> Things to do:
a. Answer these questions about the bar graph tutorial, one answer per line, marked the same way.
(i) How many of type B does type_3 contain?
(ii) What is the title of Figure 2.8?
(iii) What array is assigned to locations?
b. Duplicate the passage of the bar graph tutorial from "First, we aim" up to and including "np.array([0, 1, 2])".
c. List every variable name that receives a value in the code lines of the bar graph tutorial.

> Article:
For example, let's say within each group of Type 1, Type 2, and Type 3, as in the previous example, we have two subgroups, Type A and Type B, as follows:

type_1 = [1, 1]  # 1 of type A and 1 of type B
type_2 = [1, 2]  # 1 of type A and 2 of type B
type_3 = [2, 3]  # 2 of type A and 3 of type B
counts = [type_1, type_2, type_3]

In essence, the total counts for Type 1, Type 2, and Type 3 are still the same, but now each can be further broken up into two subgroups, represented by the 2D list counts. In general, the types here can be anything; our goal is to simply visualize this composition of the subgroups within each large type using a stacked or grouped bar graph.

First, we aim to create a grouped bar graph; our goal is the following visualization:

Figure 2.8: Grouped bar graphs

This is a more advanced visualization, and the process of creating the graph is thus more involved. First, we need to specify the individual locations of the grouped bars and their width:

locations = np.array([0, 1, 2])

> Available data:
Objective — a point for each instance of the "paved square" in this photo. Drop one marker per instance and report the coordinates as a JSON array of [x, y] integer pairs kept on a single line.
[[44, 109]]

> Results for each task:
a.
(i) 3
(ii) Grouped bar graphs
(iii) np.array([0, 1, 2])

b.
First, we aim to create a grouped bar graph; our goal is the following visualization:

Figure 2.8: Grouped bar graphs

This is a more advanced visualization, and the process of creating the graph is thus more involved. First, we need to specify the individual locations of the grouped bars and their width:

locations = np.array([0, 1, 2])

c.
type_1
type_2
type_3
counts
locations